**SUPPLIED TEXT:**
Reputation: 73
I scraped articles from websites, and they contain duplicate names (missing a space after), like that:
"Bakhtiar Mohammed AbdullaBakhtiar Mohammed AbdullaA forensic analysis of Ms Borch’s computer revealed that she had watched videos of the beheadings carried out by Mohammed Emwazi or Jihadi John, the British Isil fighter."
How can I find those instances and delete the duplicate (but keep the name once)?
I tried NER with spacy (en_core_web_sm). PyCharm's output was:
Mohammed AbdullaBakhtiar Mohammed AbdullaA PERSON
Ms Borch’s ORG
Mohammed Emwazi PERSON
And running the script in a Jupyter Notebook, the output did not contain the name at all:
Ms Borch’s ORG
Mohammed Emwazi PERSON
Jihadi John PERSON
British NORP
My code snippet:
import spacy
NER = spacy.load("en_core_web_sm")
raw_text="text above"
text1 = NER(raw_text)
for word in text1.ents:
print(word.text,word.label_)
Similarly, sometimes part of something is duplicated, like so: "People greet refugees as they arrive at the main train station in Munich, GermanyPeople greet refugees as they arrive at the main train station in Munich" How do I get rid of the second part there and replace it with a space?
Upvotes: 1
Views: 87
Reputation: 520948
We could try removing such duplicate names from the source text itself, before you apply spaCy to it. Here is one way to do this using regular expressions.

**MATERIAL:**
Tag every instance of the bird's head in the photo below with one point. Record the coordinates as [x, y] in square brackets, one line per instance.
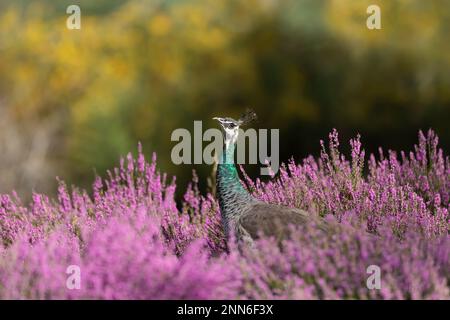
[230, 126]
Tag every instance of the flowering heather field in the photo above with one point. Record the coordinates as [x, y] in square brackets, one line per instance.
[132, 242]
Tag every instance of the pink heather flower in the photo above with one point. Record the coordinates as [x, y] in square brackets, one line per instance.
[131, 241]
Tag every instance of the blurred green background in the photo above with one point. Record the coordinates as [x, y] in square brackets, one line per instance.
[73, 101]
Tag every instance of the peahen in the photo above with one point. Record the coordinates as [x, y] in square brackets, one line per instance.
[243, 214]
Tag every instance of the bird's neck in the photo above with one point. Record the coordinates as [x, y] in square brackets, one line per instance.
[233, 197]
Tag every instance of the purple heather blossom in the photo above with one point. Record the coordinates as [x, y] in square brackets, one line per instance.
[131, 241]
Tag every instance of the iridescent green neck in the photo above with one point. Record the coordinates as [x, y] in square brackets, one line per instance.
[232, 196]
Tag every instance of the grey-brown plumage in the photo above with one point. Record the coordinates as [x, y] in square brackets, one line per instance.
[242, 214]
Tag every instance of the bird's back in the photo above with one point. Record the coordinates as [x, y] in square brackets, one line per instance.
[273, 220]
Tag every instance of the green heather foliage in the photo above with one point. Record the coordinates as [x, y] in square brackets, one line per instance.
[132, 242]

**TASKS TO PERFORM:**
1. Could you give the lines of the listing as a numbered list with blank lines left out, from the line holding "Tag every instance of the purple" through the last line of the listing, inclusive?
2. Can you carry the forum thread on duplicated names in scraped articles further from where it stops?

**THE RESPONSES:**
1.
1. Tag every instance of the purple heather blossom in the photo above with one point. Record the coordinates as [x, y] in square brackets, one line per instance.
2. [131, 241]
3. Tag every instance of the iridescent green neck in the photo above with one point. Record the coordinates as [x, y] in square brackets, one line per instance.
4. [232, 196]
5. Tag every instance of the grey-brown plumage in the photo above with one point. Record the coordinates as [x, y] in square brackets, one line per instance.
6. [242, 214]
7. Tag every instance of the bird's back in the photo above with one point. Record the coordinates as [x, y] in square brackets, one line per instance.
8. [273, 220]
9. Tag every instance of the green heather foliage in the photo above with one point. Record the coordinates as [x, y] in square brackets, one line per instance.
10. [132, 242]

2.
import re
inp = "Bakhtiar Mohammed AbdullaBakhtiar Mohammed AbdullaA forensic analysis of Ms Borch’s computer revealed that she had watched videos of the beheadings carried out by Mohammed Emwazi or Jihadi John, the British Isil fighter"
output = re.sub(r'(\w+(?: \w+)+)\1(\w*)', lambda m: m.group(1) + (" "+ m.group(2)) if m.group(2) != " " else m.group(2), inp)
print(output)
This prints:
Bakhtiar Mohammed Abdulla A forensic analysis of Ms Borch’s computer revealed that she had watched videos of the beheadings carried out by Mohammed Emwazi or Jihadi John, the British Isil fighter
The regular expression used above matches a name which is then immediately followed by the same name, with no separating spaces. The replacement also has logic which ensures that the single name retained will be followed by a space.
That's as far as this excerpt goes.